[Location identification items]
— BEGIN —
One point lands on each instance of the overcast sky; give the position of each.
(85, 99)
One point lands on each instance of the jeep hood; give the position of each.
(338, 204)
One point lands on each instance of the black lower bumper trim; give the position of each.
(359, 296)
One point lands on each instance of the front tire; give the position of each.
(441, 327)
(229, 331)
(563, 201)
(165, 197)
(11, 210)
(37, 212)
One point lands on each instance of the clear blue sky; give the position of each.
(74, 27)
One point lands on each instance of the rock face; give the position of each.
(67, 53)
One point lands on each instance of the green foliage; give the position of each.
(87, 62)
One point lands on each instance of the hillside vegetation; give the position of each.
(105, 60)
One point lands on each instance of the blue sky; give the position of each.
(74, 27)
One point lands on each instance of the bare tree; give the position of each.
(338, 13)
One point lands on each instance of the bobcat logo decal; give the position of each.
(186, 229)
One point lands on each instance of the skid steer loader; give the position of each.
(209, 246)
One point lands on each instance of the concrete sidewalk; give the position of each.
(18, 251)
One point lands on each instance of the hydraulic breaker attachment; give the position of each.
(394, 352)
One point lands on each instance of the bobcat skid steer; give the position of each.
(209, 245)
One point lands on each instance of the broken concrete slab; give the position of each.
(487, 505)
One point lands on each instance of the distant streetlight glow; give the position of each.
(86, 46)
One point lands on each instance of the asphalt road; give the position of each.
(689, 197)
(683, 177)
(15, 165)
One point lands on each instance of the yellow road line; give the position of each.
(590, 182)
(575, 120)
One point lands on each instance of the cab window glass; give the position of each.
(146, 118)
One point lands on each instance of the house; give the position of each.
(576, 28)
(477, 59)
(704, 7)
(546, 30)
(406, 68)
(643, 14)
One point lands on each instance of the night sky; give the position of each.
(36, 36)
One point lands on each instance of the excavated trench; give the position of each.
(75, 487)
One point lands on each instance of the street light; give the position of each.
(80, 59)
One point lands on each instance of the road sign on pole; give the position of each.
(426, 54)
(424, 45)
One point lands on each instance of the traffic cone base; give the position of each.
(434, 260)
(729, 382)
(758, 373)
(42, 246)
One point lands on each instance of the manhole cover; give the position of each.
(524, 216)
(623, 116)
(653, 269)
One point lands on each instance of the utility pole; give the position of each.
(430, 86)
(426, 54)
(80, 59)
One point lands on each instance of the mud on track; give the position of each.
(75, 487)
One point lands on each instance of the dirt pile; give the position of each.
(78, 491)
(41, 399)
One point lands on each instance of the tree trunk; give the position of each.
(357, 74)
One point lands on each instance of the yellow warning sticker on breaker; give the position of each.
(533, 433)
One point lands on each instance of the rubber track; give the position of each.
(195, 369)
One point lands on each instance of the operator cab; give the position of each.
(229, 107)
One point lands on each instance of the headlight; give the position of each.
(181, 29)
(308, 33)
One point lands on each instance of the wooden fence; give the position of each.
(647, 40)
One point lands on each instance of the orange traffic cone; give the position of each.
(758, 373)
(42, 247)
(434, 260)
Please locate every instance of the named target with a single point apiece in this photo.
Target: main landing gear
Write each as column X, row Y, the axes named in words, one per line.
— END —
→ **Job**: Copy every record above exactly as it appears.

→ **Reply to the exercise**:
One point lands on each instance of the overcast sky; give the position of each.
(85, 99)
One point lands on each instance of the jeep hood; give the position of each.
(338, 204)
One point lands on each instance of the black lower bumper trim; give the position of each.
(359, 296)
One point lands on each instance of the front tire; give the position of each.
(441, 327)
(229, 331)
(563, 201)
(165, 197)
(11, 210)
(37, 212)
One point lands on each instance of the clear blue sky; give the position of each.
(74, 27)
One point lands on each instance of the rock face; give the position of each.
(67, 53)
One point lands on each instance of the green foliage; give the position of each.
(87, 62)
One point lands on each instance of the hillside vegetation; give the position of each.
(105, 60)
One point lands on each instance of the blue sky; give the position of each.
(74, 27)
One point lands on each instance of the bare tree; give the position of each.
(338, 13)
One point lands on each instance of the bobcat logo decal; give the position of each.
(186, 229)
One point lands on each instance of the skid steer loader; give the position of each.
(209, 246)
One point lands on each instance of the concrete sidewalk; give the position of each.
(18, 251)
One point lands on each instance of the hydraulic breaker attachment; give the position of each.
(394, 352)
One point lands on each instance of the bobcat skid steer; give the position of each.
(209, 245)
One point lands on each instance of the broken concrete slab; give the position of each.
(487, 505)
One point lands on each instance of the distant streetlight glow; give the position of each.
(86, 46)
One point lands on each instance of the asphalt road; give the position of each.
(689, 197)
(683, 177)
(15, 165)
One point lands on each instance of the yellow road line; give the position of each.
(590, 182)
(575, 120)
One point lands on each instance of the cab window glass; give the position of each.
(146, 118)
One point lands on each instance of the house; give the position of each.
(576, 28)
(477, 59)
(704, 7)
(546, 30)
(406, 68)
(643, 14)
One point lands on each instance of the night sky; give the position of each.
(36, 36)
One point lands on each instance of the excavated trench; give the position of each.
(75, 487)
One point lands on each instance of the street light; give the position of each.
(80, 59)
One point lands on each instance of the road sign on pole; give the position of each.
(426, 54)
(424, 45)
One point lands on each instance of the traffic cone base; give the position of each.
(434, 260)
(729, 382)
(758, 373)
(42, 246)
One point lands on each instance of the manhole cover; give the position of each.
(524, 216)
(623, 116)
(653, 269)
One point lands on each instance of the utility pole; give the position of each.
(430, 86)
(426, 54)
(80, 59)
One point lands on each instance of the mud on track; give the position of each.
(75, 487)
One point lands on each instance of the dirt pile; give the position of each.
(78, 491)
(41, 399)
One point lands on each instance of the tree trunk; give the position of each.
(357, 74)
One point lands on each instance of the yellow warning sticker on breaker; give the position of each.
(533, 433)
One point lands on each instance of the rubber track; give the position of each.
(195, 369)
One point lands on each instance of the operator cab; give the position of each.
(229, 107)
One point lands on each instance of the headlight; give the position of each.
(181, 29)
(308, 33)
One point lands on each instance of the wooden fence; give the position of each.
(647, 40)
One point lands on each instance of the orange traffic cone; give the position of each.
(758, 373)
(42, 247)
(434, 260)
Please locate every instance of the named target with a single point apiece in this photo.
Target: main landing gear
Write each as column X, row Y, the axes named in words, one per line.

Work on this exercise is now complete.